---------- DATA FOR PROCESSING

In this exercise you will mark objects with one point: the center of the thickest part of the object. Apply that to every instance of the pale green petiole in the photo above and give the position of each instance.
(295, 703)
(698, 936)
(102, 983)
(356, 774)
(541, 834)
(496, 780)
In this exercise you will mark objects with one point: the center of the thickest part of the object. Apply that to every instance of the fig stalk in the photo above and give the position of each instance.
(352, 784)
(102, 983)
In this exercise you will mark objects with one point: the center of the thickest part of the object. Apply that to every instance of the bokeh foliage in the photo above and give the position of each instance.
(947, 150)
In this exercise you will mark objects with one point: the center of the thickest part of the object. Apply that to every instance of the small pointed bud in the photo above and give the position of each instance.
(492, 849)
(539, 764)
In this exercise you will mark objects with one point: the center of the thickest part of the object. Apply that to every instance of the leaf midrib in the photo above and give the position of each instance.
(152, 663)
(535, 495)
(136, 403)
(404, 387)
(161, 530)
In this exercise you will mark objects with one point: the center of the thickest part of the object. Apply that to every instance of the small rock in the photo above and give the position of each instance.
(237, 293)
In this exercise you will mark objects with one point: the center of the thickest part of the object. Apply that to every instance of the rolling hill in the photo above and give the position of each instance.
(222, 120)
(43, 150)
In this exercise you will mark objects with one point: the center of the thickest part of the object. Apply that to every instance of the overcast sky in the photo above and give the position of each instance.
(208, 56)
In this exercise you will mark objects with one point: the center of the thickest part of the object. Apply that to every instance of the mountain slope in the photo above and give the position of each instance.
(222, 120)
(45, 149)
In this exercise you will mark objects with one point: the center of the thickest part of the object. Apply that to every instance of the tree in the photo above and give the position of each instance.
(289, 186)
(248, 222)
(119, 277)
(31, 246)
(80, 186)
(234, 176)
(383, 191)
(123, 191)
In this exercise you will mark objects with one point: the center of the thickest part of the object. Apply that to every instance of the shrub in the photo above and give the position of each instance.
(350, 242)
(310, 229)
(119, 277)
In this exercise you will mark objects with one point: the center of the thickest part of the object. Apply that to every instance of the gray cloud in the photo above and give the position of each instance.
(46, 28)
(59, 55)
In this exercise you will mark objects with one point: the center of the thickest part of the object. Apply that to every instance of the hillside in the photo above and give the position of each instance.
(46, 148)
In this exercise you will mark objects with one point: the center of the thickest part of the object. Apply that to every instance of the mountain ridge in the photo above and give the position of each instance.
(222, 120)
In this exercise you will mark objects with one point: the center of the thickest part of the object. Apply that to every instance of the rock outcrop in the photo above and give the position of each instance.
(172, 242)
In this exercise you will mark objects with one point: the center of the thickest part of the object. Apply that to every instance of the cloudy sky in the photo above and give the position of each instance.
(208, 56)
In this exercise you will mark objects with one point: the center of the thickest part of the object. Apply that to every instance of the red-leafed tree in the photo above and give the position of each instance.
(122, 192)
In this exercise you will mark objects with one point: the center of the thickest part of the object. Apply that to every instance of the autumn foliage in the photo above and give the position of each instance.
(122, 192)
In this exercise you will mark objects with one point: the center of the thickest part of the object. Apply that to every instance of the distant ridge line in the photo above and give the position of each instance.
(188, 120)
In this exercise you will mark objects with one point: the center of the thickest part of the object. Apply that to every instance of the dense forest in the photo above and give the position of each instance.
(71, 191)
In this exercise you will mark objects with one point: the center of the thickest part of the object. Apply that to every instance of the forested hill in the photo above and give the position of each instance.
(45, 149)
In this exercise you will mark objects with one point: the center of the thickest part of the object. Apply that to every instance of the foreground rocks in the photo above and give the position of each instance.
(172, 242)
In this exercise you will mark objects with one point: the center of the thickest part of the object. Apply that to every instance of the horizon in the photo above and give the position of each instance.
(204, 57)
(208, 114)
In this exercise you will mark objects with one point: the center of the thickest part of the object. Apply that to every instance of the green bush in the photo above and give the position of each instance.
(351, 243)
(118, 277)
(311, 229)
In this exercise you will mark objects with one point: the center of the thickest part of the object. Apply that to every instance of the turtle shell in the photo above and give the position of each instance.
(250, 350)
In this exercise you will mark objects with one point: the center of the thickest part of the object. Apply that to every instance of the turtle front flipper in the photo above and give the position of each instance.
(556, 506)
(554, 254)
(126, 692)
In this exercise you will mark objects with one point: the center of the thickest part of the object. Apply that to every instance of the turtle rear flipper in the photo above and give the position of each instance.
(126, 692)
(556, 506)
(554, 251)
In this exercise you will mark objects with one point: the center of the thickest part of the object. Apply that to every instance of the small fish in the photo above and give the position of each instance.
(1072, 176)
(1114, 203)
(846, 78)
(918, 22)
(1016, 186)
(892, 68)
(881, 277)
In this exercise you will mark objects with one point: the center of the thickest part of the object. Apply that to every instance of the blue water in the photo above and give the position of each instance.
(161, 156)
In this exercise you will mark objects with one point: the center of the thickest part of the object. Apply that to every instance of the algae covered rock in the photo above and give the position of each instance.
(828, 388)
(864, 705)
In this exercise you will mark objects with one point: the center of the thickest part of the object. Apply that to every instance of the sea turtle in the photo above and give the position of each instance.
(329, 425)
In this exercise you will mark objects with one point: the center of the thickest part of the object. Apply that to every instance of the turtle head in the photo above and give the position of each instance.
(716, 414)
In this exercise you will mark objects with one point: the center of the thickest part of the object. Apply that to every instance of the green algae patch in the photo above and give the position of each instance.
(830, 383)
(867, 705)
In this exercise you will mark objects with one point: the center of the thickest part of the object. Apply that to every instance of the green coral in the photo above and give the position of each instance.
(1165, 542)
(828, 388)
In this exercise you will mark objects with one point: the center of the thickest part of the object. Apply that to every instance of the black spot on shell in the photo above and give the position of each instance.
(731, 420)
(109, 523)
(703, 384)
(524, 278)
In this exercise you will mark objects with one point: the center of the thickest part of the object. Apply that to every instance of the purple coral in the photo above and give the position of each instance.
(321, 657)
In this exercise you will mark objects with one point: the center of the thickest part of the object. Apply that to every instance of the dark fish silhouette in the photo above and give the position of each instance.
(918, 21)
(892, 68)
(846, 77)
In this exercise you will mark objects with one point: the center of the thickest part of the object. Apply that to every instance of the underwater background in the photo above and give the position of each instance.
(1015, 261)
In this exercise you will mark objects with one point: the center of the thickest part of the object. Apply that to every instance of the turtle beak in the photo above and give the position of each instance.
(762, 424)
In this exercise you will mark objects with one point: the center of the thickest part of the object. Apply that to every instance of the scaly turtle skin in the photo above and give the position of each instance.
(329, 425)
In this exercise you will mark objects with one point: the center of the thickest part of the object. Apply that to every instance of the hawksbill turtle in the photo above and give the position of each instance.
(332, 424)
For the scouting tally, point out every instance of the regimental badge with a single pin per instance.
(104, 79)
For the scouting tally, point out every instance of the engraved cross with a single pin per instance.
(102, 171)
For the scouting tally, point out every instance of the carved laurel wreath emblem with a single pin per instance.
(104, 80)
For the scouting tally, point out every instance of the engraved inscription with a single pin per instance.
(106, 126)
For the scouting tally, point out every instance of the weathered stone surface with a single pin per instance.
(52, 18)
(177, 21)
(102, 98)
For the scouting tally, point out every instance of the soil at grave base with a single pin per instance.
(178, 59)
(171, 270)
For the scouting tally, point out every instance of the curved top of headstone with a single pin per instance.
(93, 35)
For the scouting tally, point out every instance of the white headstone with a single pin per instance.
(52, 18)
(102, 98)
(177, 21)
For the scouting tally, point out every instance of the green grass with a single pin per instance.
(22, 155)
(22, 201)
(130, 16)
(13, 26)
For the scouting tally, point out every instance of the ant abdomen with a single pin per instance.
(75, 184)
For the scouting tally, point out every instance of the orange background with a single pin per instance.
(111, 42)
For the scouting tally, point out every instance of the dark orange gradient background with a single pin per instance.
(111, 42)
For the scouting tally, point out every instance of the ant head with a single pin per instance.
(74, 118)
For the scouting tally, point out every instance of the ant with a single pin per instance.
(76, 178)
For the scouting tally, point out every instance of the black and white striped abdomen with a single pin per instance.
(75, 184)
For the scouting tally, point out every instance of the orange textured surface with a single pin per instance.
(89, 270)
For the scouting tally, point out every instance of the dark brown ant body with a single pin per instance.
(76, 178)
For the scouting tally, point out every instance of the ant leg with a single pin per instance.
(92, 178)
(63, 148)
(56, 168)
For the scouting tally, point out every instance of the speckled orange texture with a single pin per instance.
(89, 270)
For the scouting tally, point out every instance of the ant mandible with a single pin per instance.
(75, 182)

--------------------

YOUR ASSIGNMENT =
Copy nothing except the lines from the one holding "For the scouting tally, point out every instance of the speckled" through the last line of the data above, and return them exactly.

SOLUTION TO THIS EXERCISE =
For the scouting tally, point out every instance of the speckled orange texture with a single pin per instance.
(89, 270)
For the scouting tally, point out every instance of the ant mandible with a single pin per instance.
(75, 182)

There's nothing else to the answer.